抜粋:
↓↓↓

夕学レポート
2007年11月13日
孤独であるためのレッスン 諸富祥彦さん
それは、あたかも映画『E.T.』のクライマックス場面のような光景でした。
人差し指を付き合わせながら、お互いがいま一番大切に思っているものを語り合う。しかも、偶然隣隣り合わせたに過ぎない見ず知らずの人同士で。
諸富先生が「儀式」と呼ぶその演習に、いきなり付き合わされてしまった皆さん、さぞ驚かれたでしょう。
打ち合わせなしで壇上に上げられて冷や汗をかいた私も含めて、どうなることかと心配された方もいらっしゃったかもしれません。
そして、デフォルメたっぷりに演じる「ひとりカウンセリング」にも圧倒されます。
恐山のイタコを思わせるようなオーバーな表現力は、吉本興業でも十分通用するのではないかと思わせる程の迫力でした。

↑↑↑

提示情報:
↓↓↓

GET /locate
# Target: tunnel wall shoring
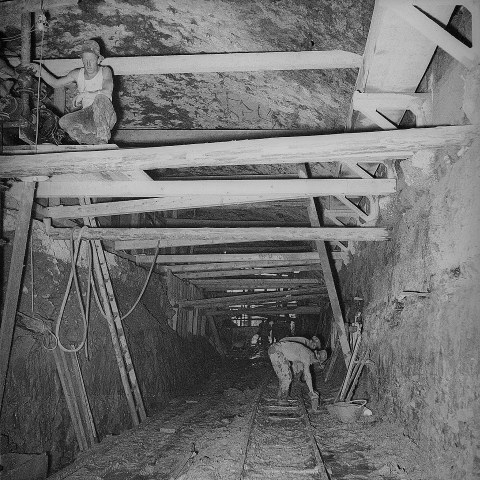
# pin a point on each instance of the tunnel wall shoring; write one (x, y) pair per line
(34, 417)
(425, 350)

↑↑↑

課題:
- 1) 上の夕学レポートのうち、「人差し指を付き合わせながら、」から「らっしゃったかもしれません。」までを、両端の語句も含めて一字一句違えずに書き写してください。
- 2) 夕学レポートによると、諸富先生は人差し指を付き合わせて大切なものを語り合う演習を何と呼んでいますか？
- 3) 夕学レポートの最後の文の後から、その続きを書き進めてください。

解答:
- 1)
人差し指を付き合わせながら、お互いがいま一番大切に思っているものを語り合う。しかも、偶然隣隣り合わせたに過ぎない見ず知らずの人同士で。
諸富先生が「儀式」と呼ぶその演習に、いきなり付き合わされてしまった皆さん、さぞ驚かれたでしょう。
打ち合わせなしで壇上に上げられて冷や汗をかいた私も含めて、どうなることかと心配された方もいらっしゃったかもしれません。

- 2) 「儀式」と呼んでいます。

- 3)
期待に違わない「諸富ワールド」を味わっていただけたかと思います。
さて、笑いに包まれた愉快な講演でしたが、諸富先生が伝えたメッセージは、シンプルかつ普遍的なものでした。
自分らしく生きるためのコツは、「人の期待に添うこと」をやめること。
そのために、「孤独であること」から逃げてはいけない。
一人になって、自分の内なる声に耳を傾けてみよう。
そんなお話でした。
1920年代、インドでキリスト教の伝道師によって発見された「アマラとカマラ」という二人の少女のことをご存じの方も多いかと思います。
幼少時に捨てられたという二人の少女は、山中で狼に育てられ、文明から隔絶された世界でケモノとして生きながらえていました。
この逸話は、「あるがままの人間」が、実は動物と変わらない無力な存在であることを教えてくれます。
知性ある周囲の人間からの教育、要請、模倣を通して、人間は「学習」を深め「社会化」をしていきます。世代を超えたその繰り返しが人類の進歩の歴史とも言えます。
「周囲からの期待」は、人間をケモノではなく、知的な存在へと高め、社会を進歩させる原動力であることは、現代社会でもまったく同じです。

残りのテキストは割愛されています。